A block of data
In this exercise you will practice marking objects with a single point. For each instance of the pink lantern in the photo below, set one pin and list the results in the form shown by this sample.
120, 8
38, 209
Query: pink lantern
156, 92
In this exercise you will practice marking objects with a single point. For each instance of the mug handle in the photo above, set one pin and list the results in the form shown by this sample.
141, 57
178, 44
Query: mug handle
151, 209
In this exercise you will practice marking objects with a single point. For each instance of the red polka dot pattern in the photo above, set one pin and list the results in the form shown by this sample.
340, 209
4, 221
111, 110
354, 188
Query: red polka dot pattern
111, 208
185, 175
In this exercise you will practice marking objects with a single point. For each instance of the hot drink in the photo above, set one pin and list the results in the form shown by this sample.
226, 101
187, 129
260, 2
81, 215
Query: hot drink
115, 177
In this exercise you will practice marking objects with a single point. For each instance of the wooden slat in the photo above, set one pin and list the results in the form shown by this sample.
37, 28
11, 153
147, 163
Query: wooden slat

(Description of the task)
Rewrite the listing from the line containing "of the wooden" through its end, changing "wooden slat" to "bamboo slat" and keeping everything else the same.

(Answer for the task)
In this exercise you will practice marking objects with a single point. For each instance of the bamboo slat in the photo above, set one pin and list the results in the form shown by this sample.
37, 28
11, 153
147, 163
Query: bamboo slat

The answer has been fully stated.